Work item: All entries, exactly as written, should be output again.

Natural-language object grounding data
----------
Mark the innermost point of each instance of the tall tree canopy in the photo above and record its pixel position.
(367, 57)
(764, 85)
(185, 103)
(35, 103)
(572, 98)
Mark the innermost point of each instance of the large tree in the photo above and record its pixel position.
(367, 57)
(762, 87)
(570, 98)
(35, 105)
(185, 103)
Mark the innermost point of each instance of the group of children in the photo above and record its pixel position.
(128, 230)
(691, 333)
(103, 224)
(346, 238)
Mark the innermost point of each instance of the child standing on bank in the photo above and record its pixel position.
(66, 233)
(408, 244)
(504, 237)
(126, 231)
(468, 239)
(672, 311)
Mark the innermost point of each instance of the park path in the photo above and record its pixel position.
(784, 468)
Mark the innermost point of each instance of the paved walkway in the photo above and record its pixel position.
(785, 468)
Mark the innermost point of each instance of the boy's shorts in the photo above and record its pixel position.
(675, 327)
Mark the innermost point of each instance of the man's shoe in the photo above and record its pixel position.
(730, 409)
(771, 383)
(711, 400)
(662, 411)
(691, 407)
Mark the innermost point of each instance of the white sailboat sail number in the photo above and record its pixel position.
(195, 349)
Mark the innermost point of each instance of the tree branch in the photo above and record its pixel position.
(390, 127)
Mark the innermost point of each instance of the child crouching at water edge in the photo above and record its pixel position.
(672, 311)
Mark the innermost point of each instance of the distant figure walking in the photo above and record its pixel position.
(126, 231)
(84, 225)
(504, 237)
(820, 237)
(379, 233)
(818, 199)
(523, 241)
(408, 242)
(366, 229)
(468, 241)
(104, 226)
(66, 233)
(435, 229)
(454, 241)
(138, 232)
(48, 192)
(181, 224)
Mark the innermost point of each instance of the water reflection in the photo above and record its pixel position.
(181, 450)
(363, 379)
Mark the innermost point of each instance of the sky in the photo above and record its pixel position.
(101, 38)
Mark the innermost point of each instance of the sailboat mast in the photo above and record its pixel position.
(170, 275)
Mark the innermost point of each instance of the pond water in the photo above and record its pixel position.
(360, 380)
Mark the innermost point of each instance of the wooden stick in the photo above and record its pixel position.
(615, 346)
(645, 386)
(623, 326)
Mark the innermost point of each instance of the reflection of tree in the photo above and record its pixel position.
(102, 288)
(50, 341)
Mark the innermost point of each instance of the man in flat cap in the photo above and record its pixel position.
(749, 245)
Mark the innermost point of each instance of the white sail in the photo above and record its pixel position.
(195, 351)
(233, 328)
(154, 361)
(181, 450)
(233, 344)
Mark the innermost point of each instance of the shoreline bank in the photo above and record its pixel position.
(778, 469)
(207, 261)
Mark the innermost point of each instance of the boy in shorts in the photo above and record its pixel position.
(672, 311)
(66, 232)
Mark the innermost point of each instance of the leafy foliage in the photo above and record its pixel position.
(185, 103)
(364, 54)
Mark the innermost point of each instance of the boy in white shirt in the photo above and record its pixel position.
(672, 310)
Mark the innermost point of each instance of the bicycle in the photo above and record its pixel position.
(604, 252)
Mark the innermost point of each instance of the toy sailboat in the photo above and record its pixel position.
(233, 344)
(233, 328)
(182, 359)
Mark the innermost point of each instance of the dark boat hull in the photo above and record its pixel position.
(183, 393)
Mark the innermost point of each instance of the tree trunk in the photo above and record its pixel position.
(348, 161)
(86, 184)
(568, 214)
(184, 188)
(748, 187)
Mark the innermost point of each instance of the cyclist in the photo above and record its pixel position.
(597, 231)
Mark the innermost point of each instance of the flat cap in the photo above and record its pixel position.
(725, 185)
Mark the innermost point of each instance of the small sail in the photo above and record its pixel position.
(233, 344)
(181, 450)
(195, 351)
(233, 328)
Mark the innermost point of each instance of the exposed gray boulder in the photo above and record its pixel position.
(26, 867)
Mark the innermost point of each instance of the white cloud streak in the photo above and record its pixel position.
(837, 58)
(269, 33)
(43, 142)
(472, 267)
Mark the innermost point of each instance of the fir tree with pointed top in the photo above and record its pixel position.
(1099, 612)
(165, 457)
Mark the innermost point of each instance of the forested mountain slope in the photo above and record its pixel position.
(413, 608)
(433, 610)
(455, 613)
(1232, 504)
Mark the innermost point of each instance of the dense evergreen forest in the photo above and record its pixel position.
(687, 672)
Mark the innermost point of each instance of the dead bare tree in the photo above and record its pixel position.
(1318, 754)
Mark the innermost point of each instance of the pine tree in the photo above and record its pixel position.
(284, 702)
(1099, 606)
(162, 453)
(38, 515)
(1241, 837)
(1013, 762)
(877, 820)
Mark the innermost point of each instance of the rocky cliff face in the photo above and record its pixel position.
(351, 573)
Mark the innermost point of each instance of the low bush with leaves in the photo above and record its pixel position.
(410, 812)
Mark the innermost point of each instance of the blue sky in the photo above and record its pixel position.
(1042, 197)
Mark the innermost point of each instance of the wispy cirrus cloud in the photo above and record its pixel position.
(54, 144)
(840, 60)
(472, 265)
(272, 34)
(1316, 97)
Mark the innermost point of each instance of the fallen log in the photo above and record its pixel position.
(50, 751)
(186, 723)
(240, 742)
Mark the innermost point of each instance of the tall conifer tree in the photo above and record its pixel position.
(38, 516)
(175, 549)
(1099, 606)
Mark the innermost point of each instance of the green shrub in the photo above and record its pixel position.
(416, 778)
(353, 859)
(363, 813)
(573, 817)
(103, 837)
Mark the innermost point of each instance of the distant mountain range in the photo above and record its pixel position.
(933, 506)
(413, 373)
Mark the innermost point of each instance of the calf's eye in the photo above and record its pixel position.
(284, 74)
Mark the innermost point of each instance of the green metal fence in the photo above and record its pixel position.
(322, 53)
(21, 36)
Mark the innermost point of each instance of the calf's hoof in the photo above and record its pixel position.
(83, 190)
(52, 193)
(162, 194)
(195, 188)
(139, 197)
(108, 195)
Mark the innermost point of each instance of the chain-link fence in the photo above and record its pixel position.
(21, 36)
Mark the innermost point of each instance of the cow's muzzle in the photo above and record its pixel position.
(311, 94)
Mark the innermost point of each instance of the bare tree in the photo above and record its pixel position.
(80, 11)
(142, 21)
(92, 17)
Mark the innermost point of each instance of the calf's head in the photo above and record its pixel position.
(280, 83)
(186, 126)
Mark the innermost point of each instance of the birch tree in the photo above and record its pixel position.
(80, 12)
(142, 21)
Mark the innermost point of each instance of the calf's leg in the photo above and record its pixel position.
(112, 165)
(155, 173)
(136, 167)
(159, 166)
----------
Solution for this problem:
Mark the innermost point of each instance of the tall tree canopy in the photo above and record its pixel position.
(367, 57)
(764, 85)
(185, 103)
(35, 103)
(572, 98)
Mark the innermost point of each instance of the large tree in the photo above and record its pixel position.
(367, 57)
(762, 87)
(570, 98)
(35, 105)
(185, 103)
Mark the innermost point of each instance of the group of children in the photo above and record its pixel position.
(128, 230)
(691, 333)
(103, 224)
(346, 238)
Mark the innermost point of each instance of the child standing on bank in the photo above and record its pixel position.
(66, 233)
(408, 244)
(504, 237)
(126, 231)
(468, 239)
(672, 311)
Mark the innermost point of each instance of the park path in the photo above and record its pixel position.
(784, 468)
Mark the innermost point of each instance of the paved walkway in the photo above and record its pixel position.
(785, 468)
Mark the innermost point of each instance of the boy's shorts in the photo above and record its pixel position.
(675, 327)
Mark the innermost point of each instance of the man's shoe in the photo above and record its pixel position.
(730, 409)
(771, 383)
(711, 400)
(662, 411)
(691, 407)
Mark the innermost point of each instance of the white sailboat sail number in the photo above and record its pixel position.
(195, 349)
Mark the innermost point of each instance of the tree branch in the photo above and record its pixel position.
(390, 127)
Mark the innermost point of each instance of the child crouching at water edge in the photo above and record its pixel position.
(672, 311)
Mark the innermost point of each instance of the distant figure walking in the photo above and record its pixel position.
(126, 231)
(84, 225)
(504, 237)
(820, 237)
(379, 233)
(818, 199)
(523, 241)
(408, 242)
(366, 229)
(468, 241)
(104, 226)
(66, 233)
(435, 229)
(454, 241)
(138, 232)
(48, 192)
(181, 224)
Mark the innermost point of each instance of the water reflection in the photo above and record its pixel position.
(181, 450)
(363, 379)
Mark the innermost point of each instance of the sky in the photo above and record its pixel position.
(101, 38)
Mark the innermost point of each instance of the sailboat mast in the photo above and record its pixel position.
(170, 275)
Mark the innermost point of each instance of the pond water in the photo above and record its pixel position.
(360, 380)
Mark the innermost point of each instance of the wooden stick in the photo above and record its pixel position.
(615, 346)
(645, 386)
(623, 326)
Mark the innermost point of each instance of the reflection of tree in the photo above and record its pixel position.
(102, 288)
(50, 341)
Mark the innermost point of each instance of the man in flat cap in the photo above and record its pixel position.
(749, 245)
Mark the innermost point of each instance of the white sail in the photo above and record its pixel position.
(195, 351)
(233, 328)
(154, 361)
(181, 450)
(233, 344)
Mark the innermost point of each instance of the shoreline bank in the photo above and record its pixel position.
(778, 469)
(207, 261)
Mark the innermost point of each instance of the boy in shorts in the photo above and record its pixel position.
(672, 311)
(66, 232)
Mark the innermost point of each instance of the leafy foliage in the photo above and record its pixel position.
(185, 103)
(364, 54)
Mark the innermost point of each instance of the boy in white shirt in the photo above and record its pixel position.
(672, 310)
Mark the innermost point of each instance of the bicycle in the photo above and record its pixel position.
(604, 252)
Mark the innermost point of each instance of the toy sailboat in the photo above and record its pixel position.
(233, 344)
(233, 328)
(182, 359)
Mark the innermost point of each instance of the dark boat hull in the photo above and record its pixel position.
(183, 393)
Mark the innermost point of each instance of the tree trunk in the photo above and record its pixel position.
(348, 161)
(86, 184)
(568, 214)
(184, 188)
(748, 187)
Mark the innermost point of each instance of the cyclist in the photo above and record its pixel position.
(597, 231)
Mark the innermost point of each instance of the flat cap in the photo above and record its pixel position.
(725, 185)
Mark the innermost point of each instance of the small sail in the photo above and record its pixel position.
(233, 344)
(181, 450)
(195, 351)
(233, 328)
Mark the innermost point of each instance of the exposed gray boulder in the photo above and record its pixel position.
(26, 867)
Mark the innermost point of each instance of the white cloud streak in the photo above and record its pixel position.
(837, 58)
(269, 33)
(43, 142)
(472, 267)
Mark the innermost point of each instance of the fir tree with pointed top in the photo above and record its pixel position.
(1099, 612)
(165, 457)
Mark the innermost point of each instance of the forested mountain slope in the photo above and record its pixel position.
(413, 608)
(433, 610)
(455, 613)
(1232, 504)
Mark the innermost point of each instance of the dense evergreen forest in the photo above and record its pixel position.
(687, 672)
Mark the innermost point of each instance of the dead bare tree in the photo above and record its pixel position.
(1318, 754)
Mark the innermost point of each instance of the pine tree in the photo above and record its pixel position.
(284, 702)
(1099, 606)
(162, 453)
(38, 515)
(1241, 837)
(1013, 762)
(877, 820)
Mark the innermost point of each instance of the rocky cliff face in the photo above and record its pixel position.
(351, 573)
Mark the innermost point of each instance of the low bush with leaves in the photo above and record its pixel position.
(410, 812)
Mark the innermost point of each instance of the blue sky in the photo above and record its pixel position.
(1042, 197)
Mark the innermost point of each instance of the wispy cirrus cloud in the photo above and record its pixel position.
(54, 144)
(840, 60)
(472, 265)
(272, 34)
(1316, 97)
Mark the innermost point of each instance of the fallen log in the photo above and record its pixel position.
(50, 751)
(186, 723)
(240, 742)
Mark the innermost point of each instance of the tall conifer tree in the photo above and record its pixel position.
(38, 516)
(175, 549)
(1099, 606)
Mark the innermost point of each instance of the green shrub in the photo above and record its pixel position.
(416, 778)
(353, 859)
(363, 813)
(573, 817)
(103, 837)
Mark the innermost point of each instance of the distant mountain range in the photo above and record its pixel position.
(933, 506)
(413, 373)
Mark the innermost point of each instance of the calf's eye in the photo above and record its pixel position.
(284, 74)
Mark the innermost point of each instance of the green metal fence in the photo above and record its pixel position.
(322, 53)
(21, 36)
Mark the innermost point of each instance of the calf's hoof in the photo above and record its pixel position.
(83, 190)
(52, 193)
(162, 194)
(195, 188)
(139, 197)
(108, 195)
Mark the innermost point of each instance of the chain-link fence in the photo above and record its pixel position.
(21, 36)
Mark the innermost point of each instance of the cow's muzzle in the photo above and record its pixel position.
(311, 94)
Mark the innermost point of each instance of the bare tree in the photo above and record its pixel position.
(80, 11)
(142, 21)
(92, 17)
Mark the innermost point of each instance of the calf's head in the photo above and record its pixel position.
(280, 83)
(186, 126)
Mark the innermost point of each instance of the birch tree in the photo above and record its pixel position.
(80, 12)
(142, 21)
Mark the innermost point of each instance of the calf's leg in the photo above and record its pixel position.
(112, 165)
(155, 173)
(136, 167)
(159, 166)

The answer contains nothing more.